* [EXTRACTO DE LA FUENTE]:
►

Para precisar las cuestiones, el plenipotenciario francés en Verona hizo a los de las otras cuatro potencias las preguntas siguientes (20 de octubre, 1822): –1.ª En el caso de que la Francia se viese en la necesidad de retirar su ministro de Madrid, y de cortar todas las relaciones diplomáticas con España, ¿están dispuestas las altas potencias a adoptar las mismas medidas, y a retirar sus respectivos ministros? –2.ª En el caso de que estallase la guerra entre Francia y España, ¿bajo qué forma, y con qué hechos suministrarían las altas potencias a la Francia aquel auxilio moral que daría a sus medidas el peso y la autoridad de la alianza, e inspiraría un temor saludable a todos los revolucionarios de todos los paises? –3.ª ¿Cuál es, finalmente, la intención de las altas potencias acerca de la extensión y forma de los auxilios efectivos (secours matériels) que estuviesen en disposición de suministrar a la Francia, en el caso de que ésta exigiese la intervención activa, por creerla necesaria?

◄

* [DATOS]:

►

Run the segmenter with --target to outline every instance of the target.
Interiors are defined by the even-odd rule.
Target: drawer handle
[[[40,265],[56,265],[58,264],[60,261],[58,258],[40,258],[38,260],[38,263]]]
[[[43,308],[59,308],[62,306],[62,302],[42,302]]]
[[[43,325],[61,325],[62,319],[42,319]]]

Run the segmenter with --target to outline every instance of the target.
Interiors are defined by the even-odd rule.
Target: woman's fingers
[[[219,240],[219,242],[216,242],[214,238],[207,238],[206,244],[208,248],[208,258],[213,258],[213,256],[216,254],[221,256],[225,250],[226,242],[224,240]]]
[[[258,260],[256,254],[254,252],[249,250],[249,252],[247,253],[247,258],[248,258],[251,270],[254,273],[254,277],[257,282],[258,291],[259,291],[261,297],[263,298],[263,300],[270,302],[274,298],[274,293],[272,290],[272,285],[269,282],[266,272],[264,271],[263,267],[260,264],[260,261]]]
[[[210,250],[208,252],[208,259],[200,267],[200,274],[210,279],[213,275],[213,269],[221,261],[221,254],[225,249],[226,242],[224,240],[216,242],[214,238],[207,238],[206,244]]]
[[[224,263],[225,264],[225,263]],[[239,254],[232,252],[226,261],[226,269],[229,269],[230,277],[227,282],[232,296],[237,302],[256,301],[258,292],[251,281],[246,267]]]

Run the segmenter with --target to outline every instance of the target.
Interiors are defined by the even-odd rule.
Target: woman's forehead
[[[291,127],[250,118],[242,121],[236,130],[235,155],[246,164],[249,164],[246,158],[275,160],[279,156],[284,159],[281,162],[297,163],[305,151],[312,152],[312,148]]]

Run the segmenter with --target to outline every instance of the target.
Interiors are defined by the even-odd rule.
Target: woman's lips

◄

* [OBJETIVO]: Reescriba en forma de lista el párrafo del extracto que comienza con «Para precisar las cuestiones» y conserve sus datos principales.

* [RESULTADO DE LA TAREA]:
- Fecha y lugar: 20 de octubre de 1822, en Verona.
- Autor de las preguntas: el plenipotenciario francés.
- Destinatarios: los plenipotenciarios de las otras cuatro potencias.
- Preguntas:
  1. Si Francia tuviera que retirar su ministro de Madrid y cortar todas las relaciones diplomáticas con España, ¿adoptarían las altas potencias las mismas medidas y retirarían a sus ministros?
  2. Si estallara la guerra entre Francia y España, ¿bajo qué forma y con qué hechos darían a Francia un auxilio moral que diera a sus medidas el peso y la autoridad de la alianza e inspirara un temor saludable a los revolucionarios de todos los países?
  3. ¿Qué extensión y forma tendrían los auxilios materiales que las altas potencias podrían suministrar a Francia si esta exigiera su intervención activa por creerla necesaria?